**Exercise:**
Provide the number of lines in the material below that include the word "pickup", without any accompanying text.

**Source material:**

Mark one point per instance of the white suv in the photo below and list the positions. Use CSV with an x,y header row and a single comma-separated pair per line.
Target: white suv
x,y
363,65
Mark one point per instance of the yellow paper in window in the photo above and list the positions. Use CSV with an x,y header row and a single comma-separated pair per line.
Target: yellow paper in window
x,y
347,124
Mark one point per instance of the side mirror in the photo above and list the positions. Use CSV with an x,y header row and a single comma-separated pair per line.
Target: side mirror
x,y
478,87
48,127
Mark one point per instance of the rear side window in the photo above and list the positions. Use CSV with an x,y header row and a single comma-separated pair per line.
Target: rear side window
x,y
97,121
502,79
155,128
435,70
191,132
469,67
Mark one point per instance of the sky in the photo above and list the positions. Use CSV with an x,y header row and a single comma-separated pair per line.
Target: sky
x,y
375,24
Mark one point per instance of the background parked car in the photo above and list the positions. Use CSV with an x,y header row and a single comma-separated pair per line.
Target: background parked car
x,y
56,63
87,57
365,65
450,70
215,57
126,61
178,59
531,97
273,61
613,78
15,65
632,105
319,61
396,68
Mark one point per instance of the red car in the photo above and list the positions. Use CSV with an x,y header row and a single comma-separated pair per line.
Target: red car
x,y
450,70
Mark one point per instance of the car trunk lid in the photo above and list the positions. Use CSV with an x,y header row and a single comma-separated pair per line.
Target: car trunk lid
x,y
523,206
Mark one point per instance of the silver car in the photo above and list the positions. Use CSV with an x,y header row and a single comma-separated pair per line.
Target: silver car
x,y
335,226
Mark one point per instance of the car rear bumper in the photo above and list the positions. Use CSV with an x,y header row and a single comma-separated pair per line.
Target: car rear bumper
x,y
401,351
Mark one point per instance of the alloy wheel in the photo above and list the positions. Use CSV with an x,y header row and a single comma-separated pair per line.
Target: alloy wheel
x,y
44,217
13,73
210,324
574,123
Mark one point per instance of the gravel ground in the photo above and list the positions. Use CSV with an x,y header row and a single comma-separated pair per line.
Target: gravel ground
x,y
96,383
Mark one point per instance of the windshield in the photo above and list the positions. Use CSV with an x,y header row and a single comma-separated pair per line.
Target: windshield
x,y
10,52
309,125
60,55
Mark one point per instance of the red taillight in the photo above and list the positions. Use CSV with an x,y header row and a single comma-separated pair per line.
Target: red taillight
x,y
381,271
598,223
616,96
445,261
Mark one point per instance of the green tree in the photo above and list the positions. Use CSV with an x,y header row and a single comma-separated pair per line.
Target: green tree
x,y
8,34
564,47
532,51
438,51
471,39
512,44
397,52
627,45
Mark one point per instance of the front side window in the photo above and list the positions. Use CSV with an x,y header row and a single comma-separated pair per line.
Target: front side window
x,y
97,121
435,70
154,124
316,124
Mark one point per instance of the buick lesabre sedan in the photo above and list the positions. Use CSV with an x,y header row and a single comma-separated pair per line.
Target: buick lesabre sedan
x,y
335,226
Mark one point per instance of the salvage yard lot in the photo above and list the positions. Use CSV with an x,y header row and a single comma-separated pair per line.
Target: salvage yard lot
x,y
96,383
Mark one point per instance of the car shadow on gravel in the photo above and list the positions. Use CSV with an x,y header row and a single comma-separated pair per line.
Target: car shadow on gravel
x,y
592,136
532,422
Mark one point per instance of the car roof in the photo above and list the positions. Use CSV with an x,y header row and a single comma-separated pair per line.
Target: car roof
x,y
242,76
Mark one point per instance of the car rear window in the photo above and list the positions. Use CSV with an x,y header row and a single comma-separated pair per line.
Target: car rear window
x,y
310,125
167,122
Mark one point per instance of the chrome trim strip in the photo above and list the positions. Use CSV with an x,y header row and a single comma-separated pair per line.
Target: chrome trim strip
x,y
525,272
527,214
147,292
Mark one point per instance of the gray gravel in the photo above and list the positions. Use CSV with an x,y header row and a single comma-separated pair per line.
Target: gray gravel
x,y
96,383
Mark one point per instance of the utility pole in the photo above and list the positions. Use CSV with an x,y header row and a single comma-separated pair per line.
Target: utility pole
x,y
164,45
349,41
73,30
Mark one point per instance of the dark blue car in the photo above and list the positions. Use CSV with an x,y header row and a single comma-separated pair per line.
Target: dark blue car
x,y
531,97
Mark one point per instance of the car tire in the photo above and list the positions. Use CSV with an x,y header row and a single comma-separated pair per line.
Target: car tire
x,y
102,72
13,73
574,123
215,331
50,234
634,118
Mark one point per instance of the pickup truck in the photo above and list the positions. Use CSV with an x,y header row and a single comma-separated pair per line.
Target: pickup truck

**Answer to this task:**
2